======== Text shown ========

Using a pretrained model on another dataset

Hi everyone :slight_smile:

I have a pretrained model that I trained on ImageNet data. I stored the model.state_dict() and the optimizer.state_dict() in a checkpoint file.

Now I would like to train a model on VGGFace2 data with the pretrained weights of the model trained on ImageNet to speed up training. This means that I have to change some of the layers in my model. I have seen that I can add the strict=False flag when I load the model.state_dict() to only add the weights to the layers that are present in both the old and the new model. But there is no such option for the optimizer.state_dict().

How can I resume training with both the model.state_dict() and optimizer.state_dict() on another model than they were trained on?

Any help is very much appreciated!

All the best,

Have you checked

I think for most of the optimizer you don’t need to load their state.

Hi @CedricLy, thank you for your response!

What do you mean with optimizer.load_state_dict(pathload[])?

But as discussed here, I think you are right. You only need to load the optimizer state if you want to continue training on the same data with the same network. Otherwise the model.state_dict() is sufficient.

model = TheModelClass(*args, **kwargs)
optimizer = TheOptimizerClass(*args, **kwargs)

checkpoint = torch.load(PATH)
epoch = checkpoint['epoch']
loss = checkpoint['loss']

# - or -

This is from a tutorial how to load if you want to continue a training.
Check this link for more details.
Does this already solve your issue?

========

Required work => Could you carry on the forum thread about loading pretrained weights for training on a new dataset, picking up after its last line? The records that come next are separate material with no connection to the thread.

======== Given records ========

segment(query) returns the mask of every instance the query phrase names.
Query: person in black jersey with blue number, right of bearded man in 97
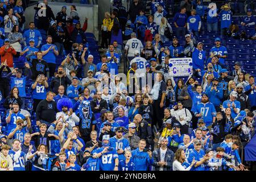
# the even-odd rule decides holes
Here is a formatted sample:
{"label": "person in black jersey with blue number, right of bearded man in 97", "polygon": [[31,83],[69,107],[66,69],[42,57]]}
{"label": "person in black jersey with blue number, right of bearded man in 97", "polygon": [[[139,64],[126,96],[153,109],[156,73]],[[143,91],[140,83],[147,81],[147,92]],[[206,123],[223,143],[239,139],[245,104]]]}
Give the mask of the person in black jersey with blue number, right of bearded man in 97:
{"label": "person in black jersey with blue number, right of bearded man in 97", "polygon": [[216,115],[217,121],[215,121],[212,125],[212,129],[210,130],[210,134],[213,135],[213,150],[216,150],[217,147],[220,147],[221,142],[223,142],[225,137],[225,119],[222,117],[222,113],[218,112]]}

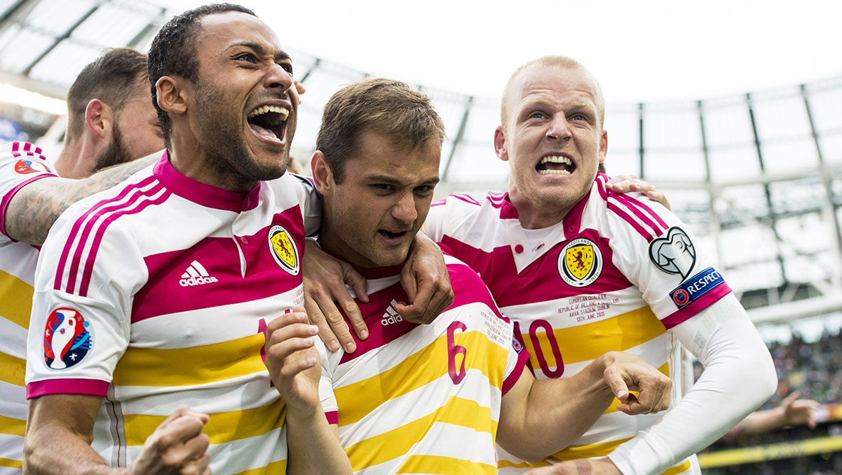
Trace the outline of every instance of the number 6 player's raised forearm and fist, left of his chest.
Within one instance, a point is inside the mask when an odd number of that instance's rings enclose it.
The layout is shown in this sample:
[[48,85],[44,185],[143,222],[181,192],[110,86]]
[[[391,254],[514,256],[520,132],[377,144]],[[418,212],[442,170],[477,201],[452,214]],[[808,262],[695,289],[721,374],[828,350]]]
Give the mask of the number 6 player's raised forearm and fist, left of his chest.
[[351,473],[337,425],[328,424],[319,399],[317,333],[302,307],[275,318],[266,329],[266,367],[286,403],[287,472]]

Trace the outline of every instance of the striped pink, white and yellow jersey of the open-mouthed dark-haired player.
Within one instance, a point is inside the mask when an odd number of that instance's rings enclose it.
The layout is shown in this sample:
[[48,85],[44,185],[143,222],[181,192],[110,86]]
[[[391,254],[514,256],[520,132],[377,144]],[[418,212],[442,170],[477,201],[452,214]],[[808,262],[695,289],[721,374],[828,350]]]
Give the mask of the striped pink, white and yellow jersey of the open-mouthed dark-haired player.
[[218,189],[164,152],[73,205],[35,278],[27,397],[104,397],[92,446],[111,466],[130,464],[187,404],[210,414],[215,474],[285,472],[284,402],[264,366],[264,329],[303,301],[312,193],[290,173],[248,194]]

========

Answer box =>
I am familiar with how to resume training and loading the model.state_dict() and the optimizer.state_dict() :slight_smile:

My problem was that I had to load the state_dicts into another network. Whereas for the model.state_dict() you can pass the strict=False flag to tell PyTorch to only load the parameters of the layers that are present in both the old and the new network, there is no such option for the optimizer.state_dict(). However, apparently this is not a problem since you don’t need the optimizer.state_dict() if you don’t continue on the same network.

Essentially, my use case does not really fall under the category ‘resume training’ but more so ‘start training from scratch’ but with better initial parameters compared to random initialisation.

Hope that makes sense!

Ah I see.

So theoretically it would be interesting to see what the “optimizer state” consists of and if the state is dependent on the parameters, which it tries to train.
If the optimizer does not depent on the parameters there will be no issue with loading the current state with different parameters.
If it is dependent, it is questionable if the dependence is separated for each parameter.
In this case it may be possible to load the state of the optimizer without all parameters.

In the case of the optimizer having the second derivative saved in its state, it will not be possible. Or at least I would not know how .